(begin)

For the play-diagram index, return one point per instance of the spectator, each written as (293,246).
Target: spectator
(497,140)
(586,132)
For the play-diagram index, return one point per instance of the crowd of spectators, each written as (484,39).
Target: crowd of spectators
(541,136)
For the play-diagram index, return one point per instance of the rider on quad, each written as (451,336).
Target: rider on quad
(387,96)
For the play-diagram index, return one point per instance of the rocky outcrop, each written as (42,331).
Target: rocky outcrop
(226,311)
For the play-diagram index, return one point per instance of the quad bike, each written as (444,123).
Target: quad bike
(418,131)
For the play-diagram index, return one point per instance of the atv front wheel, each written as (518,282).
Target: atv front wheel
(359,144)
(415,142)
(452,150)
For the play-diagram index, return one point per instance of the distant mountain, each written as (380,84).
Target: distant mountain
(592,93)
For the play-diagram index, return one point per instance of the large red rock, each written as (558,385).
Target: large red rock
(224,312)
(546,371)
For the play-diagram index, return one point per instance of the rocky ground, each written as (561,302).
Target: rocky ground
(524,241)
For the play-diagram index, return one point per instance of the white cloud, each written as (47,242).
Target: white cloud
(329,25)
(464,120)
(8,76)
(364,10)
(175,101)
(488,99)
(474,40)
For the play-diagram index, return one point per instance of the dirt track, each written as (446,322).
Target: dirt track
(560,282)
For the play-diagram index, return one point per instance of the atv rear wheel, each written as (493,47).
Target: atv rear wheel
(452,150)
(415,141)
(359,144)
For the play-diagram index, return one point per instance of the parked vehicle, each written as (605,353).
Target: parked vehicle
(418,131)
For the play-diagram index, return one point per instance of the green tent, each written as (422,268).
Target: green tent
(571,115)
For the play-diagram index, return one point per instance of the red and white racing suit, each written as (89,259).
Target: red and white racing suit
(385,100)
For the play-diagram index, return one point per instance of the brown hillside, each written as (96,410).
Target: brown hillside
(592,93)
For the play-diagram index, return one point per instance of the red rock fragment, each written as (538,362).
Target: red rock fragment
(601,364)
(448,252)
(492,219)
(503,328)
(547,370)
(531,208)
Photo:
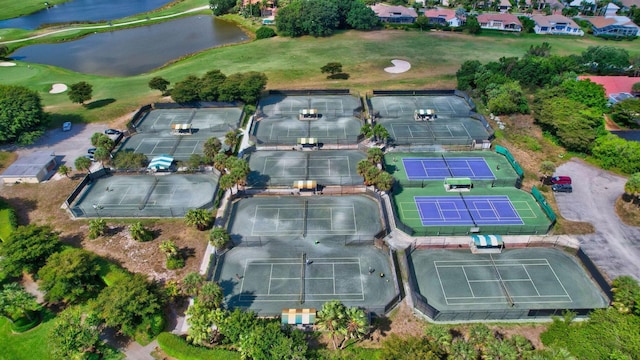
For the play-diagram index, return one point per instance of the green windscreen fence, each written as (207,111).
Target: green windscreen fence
(543,204)
(502,150)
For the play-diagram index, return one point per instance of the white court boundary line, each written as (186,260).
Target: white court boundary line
(295,262)
(511,263)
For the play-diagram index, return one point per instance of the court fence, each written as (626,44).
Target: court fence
(504,151)
(544,205)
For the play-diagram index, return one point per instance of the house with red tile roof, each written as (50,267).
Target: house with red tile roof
(503,22)
(443,17)
(395,14)
(556,25)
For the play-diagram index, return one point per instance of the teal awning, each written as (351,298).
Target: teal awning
(487,240)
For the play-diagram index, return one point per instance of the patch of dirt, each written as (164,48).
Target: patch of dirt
(628,212)
(40,204)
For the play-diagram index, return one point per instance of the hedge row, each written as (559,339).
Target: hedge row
(177,347)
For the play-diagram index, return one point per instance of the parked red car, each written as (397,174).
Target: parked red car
(561,180)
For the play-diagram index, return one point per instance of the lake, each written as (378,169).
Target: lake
(83,11)
(137,50)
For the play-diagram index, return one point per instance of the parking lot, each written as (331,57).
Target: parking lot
(68,144)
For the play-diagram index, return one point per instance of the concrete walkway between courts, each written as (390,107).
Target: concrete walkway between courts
(97,27)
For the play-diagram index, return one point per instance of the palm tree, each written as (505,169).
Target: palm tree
(169,248)
(375,155)
(356,325)
(384,181)
(219,237)
(331,318)
(210,295)
(139,233)
(362,167)
(97,227)
(200,218)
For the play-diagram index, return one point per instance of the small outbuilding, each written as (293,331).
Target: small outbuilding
(32,168)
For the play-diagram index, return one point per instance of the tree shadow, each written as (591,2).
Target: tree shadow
(99,103)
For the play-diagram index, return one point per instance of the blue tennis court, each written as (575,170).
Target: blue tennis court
(467,210)
(475,168)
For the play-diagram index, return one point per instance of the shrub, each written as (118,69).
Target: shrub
(265,32)
(175,262)
(177,347)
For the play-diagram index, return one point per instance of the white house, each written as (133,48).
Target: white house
(556,25)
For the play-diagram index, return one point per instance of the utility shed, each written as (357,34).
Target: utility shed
(32,168)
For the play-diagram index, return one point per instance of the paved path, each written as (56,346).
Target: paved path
(96,27)
(615,247)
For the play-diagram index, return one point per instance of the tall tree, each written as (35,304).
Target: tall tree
(199,218)
(70,276)
(74,335)
(80,92)
(127,303)
(16,302)
(22,119)
(28,248)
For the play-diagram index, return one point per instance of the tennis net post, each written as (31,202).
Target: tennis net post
(502,285)
(302,275)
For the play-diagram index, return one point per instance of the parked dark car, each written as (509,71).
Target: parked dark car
(561,180)
(562,188)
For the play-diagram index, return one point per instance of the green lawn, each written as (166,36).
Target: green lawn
(295,63)
(29,345)
(13,8)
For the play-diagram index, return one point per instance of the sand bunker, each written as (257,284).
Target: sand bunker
(399,66)
(58,88)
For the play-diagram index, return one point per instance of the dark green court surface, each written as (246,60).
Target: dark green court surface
(452,126)
(303,274)
(326,167)
(278,123)
(338,219)
(145,196)
(516,284)
(154,135)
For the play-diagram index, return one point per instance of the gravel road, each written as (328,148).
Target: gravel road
(615,247)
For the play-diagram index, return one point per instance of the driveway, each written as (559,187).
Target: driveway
(615,247)
(68,145)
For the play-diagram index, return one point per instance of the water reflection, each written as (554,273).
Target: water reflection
(83,11)
(137,50)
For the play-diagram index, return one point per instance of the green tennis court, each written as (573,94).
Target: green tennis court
(155,134)
(278,121)
(145,196)
(452,125)
(533,218)
(459,283)
(282,274)
(282,168)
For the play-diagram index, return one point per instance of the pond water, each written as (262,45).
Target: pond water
(137,50)
(83,11)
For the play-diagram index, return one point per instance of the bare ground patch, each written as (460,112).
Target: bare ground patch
(40,204)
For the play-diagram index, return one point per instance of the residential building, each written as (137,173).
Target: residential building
(503,22)
(556,25)
(32,168)
(443,17)
(395,14)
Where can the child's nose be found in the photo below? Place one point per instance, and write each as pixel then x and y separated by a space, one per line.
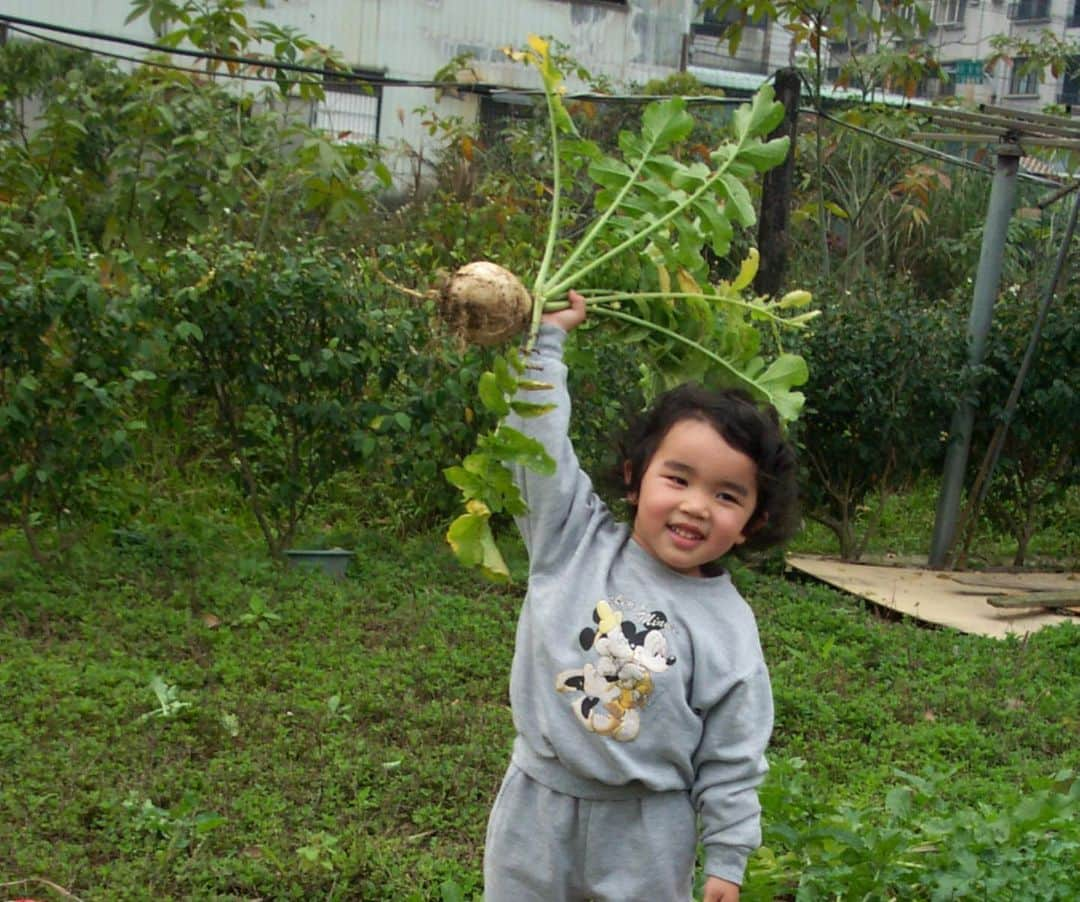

(end)

CHALLENGE:
Reproduce, word for word, the part of the entries that opens with the line containing "written as (559,187)." and runs through the end of the entries. Leave the pictures out of your answer.

THE SOLUTION:
For the play-diagram index, return one point per instance of the driveway, each written as (559,187).
Target: driveway
(615,247)
(68,145)
For the play-diagram index, return one point per instance of the water reflection, each written as (554,273).
Target: water reflection
(83,11)
(137,50)
For the play-diagram index, return one point per instance of the green tennis court, each written as (573,94).
Target: green tennis court
(155,134)
(278,121)
(145,196)
(452,125)
(533,218)
(459,283)
(282,274)
(282,168)
For the play-diagram index, return one point per instance of the pond water, each written as (262,45).
Target: pond water
(137,50)
(83,11)
For the play-diagram index, return one point per instance of the bare ground patch, each written as (460,112).
Target: bare ground patch
(40,204)
For the play-diagram index, return one point per instance of the residential building, each written as (137,173).
Target: residential building
(503,22)
(556,25)
(32,168)
(443,17)
(395,14)
Where can the child's nose be found in the photo below? Place one point per instance, and write each as pixel then x and y separated by a space, one per line.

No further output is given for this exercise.